Work item A: In the teen comments on Iraq, what did the teacher who was called to duty in Iraq say in his letter to students?
Work item B: From the teen comments on Iraq, extract the stretch from "But for most" through "them as well." word for word.

Text provided:
---------------

But for most teens, Iraq is a dead issue. They are into MTV or their teen pop dramas and don’t care about events half-way around the world. Last year, being political was the "in thing." But as soon as the first few bombs were dropped, rallies were less full, people stopped caring and everyone got on with their lives."
—Stephanie Cruz, 17, Bravo Medical Magnet
"Most teens don’t care about Iraq or politics in general. They don’t even know the difference between Republican and Democrat, so the issue of Iraq is dead to them.
One of our teachers was called to duty in Iraq, and he sent us a letter, saying he doesn’t want to talk about war stuff. I think the last thing a soldier wants to talk about is war, so that subject may be dead to them as well.
I don’t agree with the war in Iraq because the adults that make the decision to go to war don’t think about the damage they will do to the country and how many innocent people will die. I grew up in El Salvador and I remember hearing the gunfire—once a bullet went through my wall. My dad tells about when he was a soldier there and he saw his friends die and he came close to dying as well. When I look back on the history of my country, I wouldn’t want another country to go through that kind of thing."
—Leticia Lopez, 18, Fremont HS
"Even though news of the war has helped people understand and care about what’s happening in Iraq, over time I think the coverage has muffled the harshness of the situation. There are drab reports on the numbers of casualties. We see only a few seconds of the trauma and heartache that has been inflicted on the people of Iraq. It doesn’t show the magnitude of the situation, so people see Iraq as a distant event with little or no relevance to their daily lives. Teens don’t want to follow the news about whether Saddam Hussein had weapons of mass destruction. They’d rather hear about Michael Jackson and his kids."
—Cesar Delgado, 17, Foshay Learning Center
"Now people don’t really care because the media believes coverage of Iraq just doesn’t get good ratings anymore. Out of sight, out of mind."
—Ray Tenorio, 18, City of Angels HS
"Most of the students in my school are busy with college applications, financial aid papers and other imperative things. People are too busy to focus on things that do not directly affect them."

---------------

(Dataset entries)
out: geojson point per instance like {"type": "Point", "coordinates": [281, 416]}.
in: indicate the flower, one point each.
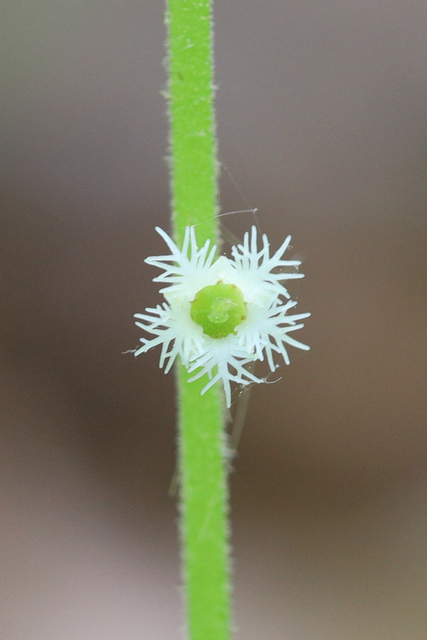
{"type": "Point", "coordinates": [221, 314]}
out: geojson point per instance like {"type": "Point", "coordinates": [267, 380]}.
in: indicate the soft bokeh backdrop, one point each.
{"type": "Point", "coordinates": [322, 121]}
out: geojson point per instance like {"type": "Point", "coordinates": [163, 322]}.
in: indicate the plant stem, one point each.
{"type": "Point", "coordinates": [203, 490]}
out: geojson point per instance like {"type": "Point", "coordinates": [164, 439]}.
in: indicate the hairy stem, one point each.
{"type": "Point", "coordinates": [203, 488]}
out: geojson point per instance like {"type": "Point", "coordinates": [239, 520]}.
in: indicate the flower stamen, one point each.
{"type": "Point", "coordinates": [219, 309]}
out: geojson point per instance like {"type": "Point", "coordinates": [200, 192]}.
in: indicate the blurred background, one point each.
{"type": "Point", "coordinates": [322, 122]}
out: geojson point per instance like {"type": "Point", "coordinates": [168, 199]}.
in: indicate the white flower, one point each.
{"type": "Point", "coordinates": [220, 314]}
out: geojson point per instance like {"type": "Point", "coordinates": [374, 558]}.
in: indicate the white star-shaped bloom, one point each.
{"type": "Point", "coordinates": [220, 314]}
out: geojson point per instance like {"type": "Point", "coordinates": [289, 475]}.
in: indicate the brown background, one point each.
{"type": "Point", "coordinates": [322, 124]}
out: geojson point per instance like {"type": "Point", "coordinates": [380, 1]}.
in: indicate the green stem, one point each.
{"type": "Point", "coordinates": [203, 492]}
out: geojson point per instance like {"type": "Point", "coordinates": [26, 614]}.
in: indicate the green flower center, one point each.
{"type": "Point", "coordinates": [219, 309]}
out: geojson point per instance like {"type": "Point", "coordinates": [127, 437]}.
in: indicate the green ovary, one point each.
{"type": "Point", "coordinates": [219, 309]}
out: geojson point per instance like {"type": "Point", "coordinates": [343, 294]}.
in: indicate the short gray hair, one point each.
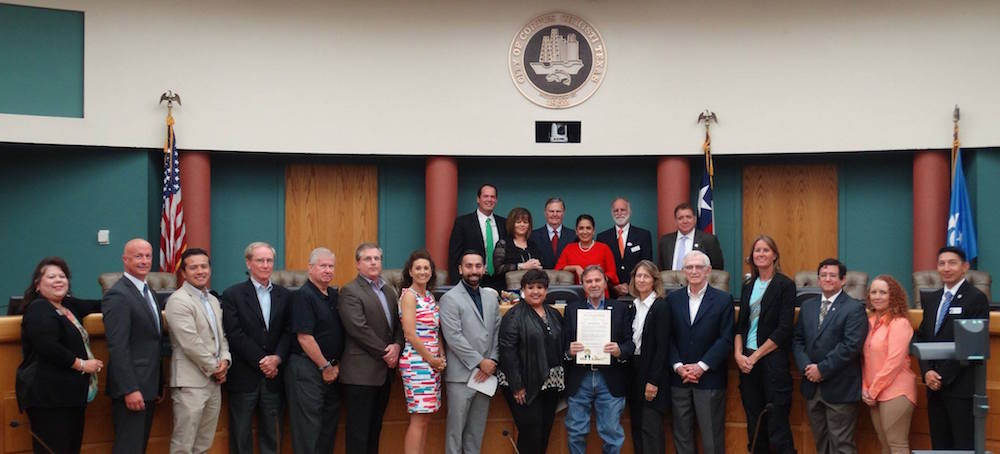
{"type": "Point", "coordinates": [248, 252]}
{"type": "Point", "coordinates": [320, 252]}
{"type": "Point", "coordinates": [694, 254]}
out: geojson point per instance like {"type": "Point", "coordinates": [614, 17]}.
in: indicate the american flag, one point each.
{"type": "Point", "coordinates": [173, 239]}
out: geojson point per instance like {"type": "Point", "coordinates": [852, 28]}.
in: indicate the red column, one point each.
{"type": "Point", "coordinates": [441, 193]}
{"type": "Point", "coordinates": [196, 188]}
{"type": "Point", "coordinates": [931, 197]}
{"type": "Point", "coordinates": [673, 186]}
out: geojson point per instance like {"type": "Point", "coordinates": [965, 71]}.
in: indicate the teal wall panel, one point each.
{"type": "Point", "coordinates": [401, 205]}
{"type": "Point", "coordinates": [57, 198]}
{"type": "Point", "coordinates": [982, 169]}
{"type": "Point", "coordinates": [875, 219]}
{"type": "Point", "coordinates": [248, 204]}
{"type": "Point", "coordinates": [42, 54]}
{"type": "Point", "coordinates": [588, 185]}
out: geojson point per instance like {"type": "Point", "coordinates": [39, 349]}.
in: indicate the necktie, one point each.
{"type": "Point", "coordinates": [489, 246]}
{"type": "Point", "coordinates": [621, 242]}
{"type": "Point", "coordinates": [823, 309]}
{"type": "Point", "coordinates": [944, 311]}
{"type": "Point", "coordinates": [152, 305]}
{"type": "Point", "coordinates": [681, 248]}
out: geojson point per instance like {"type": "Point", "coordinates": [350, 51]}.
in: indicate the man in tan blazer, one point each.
{"type": "Point", "coordinates": [369, 312]}
{"type": "Point", "coordinates": [200, 356]}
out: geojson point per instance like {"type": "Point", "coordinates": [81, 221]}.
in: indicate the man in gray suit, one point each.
{"type": "Point", "coordinates": [133, 327]}
{"type": "Point", "coordinates": [829, 334]}
{"type": "Point", "coordinates": [369, 311]}
{"type": "Point", "coordinates": [470, 322]}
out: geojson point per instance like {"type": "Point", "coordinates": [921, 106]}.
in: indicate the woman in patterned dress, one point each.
{"type": "Point", "coordinates": [423, 359]}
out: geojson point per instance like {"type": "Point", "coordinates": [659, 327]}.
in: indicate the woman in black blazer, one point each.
{"type": "Point", "coordinates": [58, 375]}
{"type": "Point", "coordinates": [763, 341]}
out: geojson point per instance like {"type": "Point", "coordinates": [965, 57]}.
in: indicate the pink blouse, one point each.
{"type": "Point", "coordinates": [886, 371]}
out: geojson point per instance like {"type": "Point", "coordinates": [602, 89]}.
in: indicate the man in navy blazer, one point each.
{"type": "Point", "coordinates": [471, 232]}
{"type": "Point", "coordinates": [949, 383]}
{"type": "Point", "coordinates": [553, 237]}
{"type": "Point", "coordinates": [629, 244]}
{"type": "Point", "coordinates": [255, 318]}
{"type": "Point", "coordinates": [829, 334]}
{"type": "Point", "coordinates": [600, 387]}
{"type": "Point", "coordinates": [702, 339]}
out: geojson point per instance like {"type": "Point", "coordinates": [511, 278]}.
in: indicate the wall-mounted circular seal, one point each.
{"type": "Point", "coordinates": [557, 60]}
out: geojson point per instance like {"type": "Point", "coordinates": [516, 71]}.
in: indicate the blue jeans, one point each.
{"type": "Point", "coordinates": [593, 392]}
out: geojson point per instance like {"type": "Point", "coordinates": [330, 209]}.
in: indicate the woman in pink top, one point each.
{"type": "Point", "coordinates": [889, 385]}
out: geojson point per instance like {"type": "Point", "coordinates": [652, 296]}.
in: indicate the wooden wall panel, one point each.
{"type": "Point", "coordinates": [98, 432]}
{"type": "Point", "coordinates": [334, 206]}
{"type": "Point", "coordinates": [797, 206]}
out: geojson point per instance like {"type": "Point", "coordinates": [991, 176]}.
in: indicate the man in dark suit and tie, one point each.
{"type": "Point", "coordinates": [478, 231]}
{"type": "Point", "coordinates": [601, 387]}
{"type": "Point", "coordinates": [674, 246]}
{"type": "Point", "coordinates": [553, 233]}
{"type": "Point", "coordinates": [949, 383]}
{"type": "Point", "coordinates": [133, 326]}
{"type": "Point", "coordinates": [701, 340]}
{"type": "Point", "coordinates": [629, 244]}
{"type": "Point", "coordinates": [369, 312]}
{"type": "Point", "coordinates": [470, 323]}
{"type": "Point", "coordinates": [829, 334]}
{"type": "Point", "coordinates": [254, 316]}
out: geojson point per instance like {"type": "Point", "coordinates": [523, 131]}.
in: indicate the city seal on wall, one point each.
{"type": "Point", "coordinates": [557, 60]}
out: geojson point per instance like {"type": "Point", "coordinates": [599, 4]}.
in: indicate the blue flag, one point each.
{"type": "Point", "coordinates": [961, 228]}
{"type": "Point", "coordinates": [706, 211]}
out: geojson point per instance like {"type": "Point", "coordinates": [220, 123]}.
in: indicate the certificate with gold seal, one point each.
{"type": "Point", "coordinates": [593, 330]}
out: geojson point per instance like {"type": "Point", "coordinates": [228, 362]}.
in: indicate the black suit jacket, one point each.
{"type": "Point", "coordinates": [956, 380]}
{"type": "Point", "coordinates": [615, 375]}
{"type": "Point", "coordinates": [53, 343]}
{"type": "Point", "coordinates": [638, 246]}
{"type": "Point", "coordinates": [249, 338]}
{"type": "Point", "coordinates": [652, 366]}
{"type": "Point", "coordinates": [465, 235]}
{"type": "Point", "coordinates": [709, 339]}
{"type": "Point", "coordinates": [834, 347]}
{"type": "Point", "coordinates": [541, 238]}
{"type": "Point", "coordinates": [134, 343]}
{"type": "Point", "coordinates": [703, 241]}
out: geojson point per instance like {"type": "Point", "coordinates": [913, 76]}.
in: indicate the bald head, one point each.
{"type": "Point", "coordinates": [138, 258]}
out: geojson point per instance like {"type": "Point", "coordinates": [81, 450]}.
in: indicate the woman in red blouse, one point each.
{"type": "Point", "coordinates": [585, 252]}
{"type": "Point", "coordinates": [889, 385]}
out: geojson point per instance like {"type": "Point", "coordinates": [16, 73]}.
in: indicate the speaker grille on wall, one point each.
{"type": "Point", "coordinates": [557, 132]}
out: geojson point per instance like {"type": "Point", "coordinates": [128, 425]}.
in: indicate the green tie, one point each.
{"type": "Point", "coordinates": [489, 246]}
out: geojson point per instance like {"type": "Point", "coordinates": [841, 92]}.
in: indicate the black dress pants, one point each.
{"type": "Point", "coordinates": [769, 386]}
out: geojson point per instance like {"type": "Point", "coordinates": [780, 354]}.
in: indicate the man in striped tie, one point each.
{"type": "Point", "coordinates": [478, 231]}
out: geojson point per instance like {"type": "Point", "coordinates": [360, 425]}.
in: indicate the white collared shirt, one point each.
{"type": "Point", "coordinates": [680, 252]}
{"type": "Point", "coordinates": [553, 231]}
{"type": "Point", "coordinates": [482, 226]}
{"type": "Point", "coordinates": [954, 293]}
{"type": "Point", "coordinates": [641, 310]}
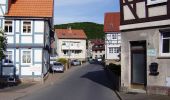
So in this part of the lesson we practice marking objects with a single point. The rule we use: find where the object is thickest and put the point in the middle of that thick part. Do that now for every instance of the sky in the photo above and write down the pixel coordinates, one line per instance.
(69, 11)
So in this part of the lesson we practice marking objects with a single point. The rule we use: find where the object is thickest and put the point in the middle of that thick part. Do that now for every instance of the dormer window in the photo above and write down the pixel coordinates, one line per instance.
(27, 27)
(8, 26)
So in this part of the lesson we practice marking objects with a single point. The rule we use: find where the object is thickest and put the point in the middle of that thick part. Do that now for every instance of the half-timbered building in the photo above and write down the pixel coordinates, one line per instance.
(112, 37)
(28, 25)
(145, 45)
(3, 10)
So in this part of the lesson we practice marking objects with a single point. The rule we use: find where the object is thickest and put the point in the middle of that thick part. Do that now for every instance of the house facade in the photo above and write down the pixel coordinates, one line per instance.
(70, 44)
(28, 29)
(3, 11)
(145, 26)
(112, 37)
(98, 49)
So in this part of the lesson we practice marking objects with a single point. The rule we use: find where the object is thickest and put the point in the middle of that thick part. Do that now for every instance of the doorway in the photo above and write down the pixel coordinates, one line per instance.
(138, 64)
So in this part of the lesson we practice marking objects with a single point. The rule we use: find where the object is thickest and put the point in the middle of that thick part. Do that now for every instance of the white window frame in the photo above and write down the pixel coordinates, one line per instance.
(22, 25)
(9, 33)
(161, 47)
(114, 36)
(22, 57)
(116, 50)
(9, 50)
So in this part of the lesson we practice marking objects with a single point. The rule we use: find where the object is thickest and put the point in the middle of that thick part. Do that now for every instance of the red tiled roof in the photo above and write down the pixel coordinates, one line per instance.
(70, 34)
(97, 41)
(31, 8)
(112, 22)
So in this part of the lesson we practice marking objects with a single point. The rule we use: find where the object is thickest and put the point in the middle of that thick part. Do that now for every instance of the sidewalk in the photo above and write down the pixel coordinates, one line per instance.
(12, 93)
(142, 96)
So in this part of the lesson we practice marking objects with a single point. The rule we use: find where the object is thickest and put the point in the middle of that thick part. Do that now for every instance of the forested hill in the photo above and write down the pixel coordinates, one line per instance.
(92, 30)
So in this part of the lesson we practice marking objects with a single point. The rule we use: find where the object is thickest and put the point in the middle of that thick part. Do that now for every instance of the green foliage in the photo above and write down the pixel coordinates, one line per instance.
(62, 60)
(3, 44)
(115, 68)
(92, 30)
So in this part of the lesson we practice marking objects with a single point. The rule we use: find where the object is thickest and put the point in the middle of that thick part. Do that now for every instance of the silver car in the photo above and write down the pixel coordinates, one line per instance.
(75, 62)
(58, 67)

---------------

Final answer A: He said he doesn't want to talk about war stuff.

Final answer B:
But for most teens, Iraq is a dead issue. They are into MTV or their teen pop dramas and don’t care about events half-way around the world. Last year, being political was the "in thing." But as soon as the first few bombs were dropped, rallies were less full, people stopped caring and everyone got on with their lives."
—Stephanie Cruz, 17, Bravo Medical Magnet
"Most teens don’t care about Iraq or politics in general. They don’t even know the difference between Republican and Democrat, so the issue of Iraq is dead to them.
One of our teachers was called to duty in Iraq, and he sent us a letter, saying he doesn’t want to talk about war stuff. I think the last thing a soldier wants to talk about is war, so that subject may be dead to them as well.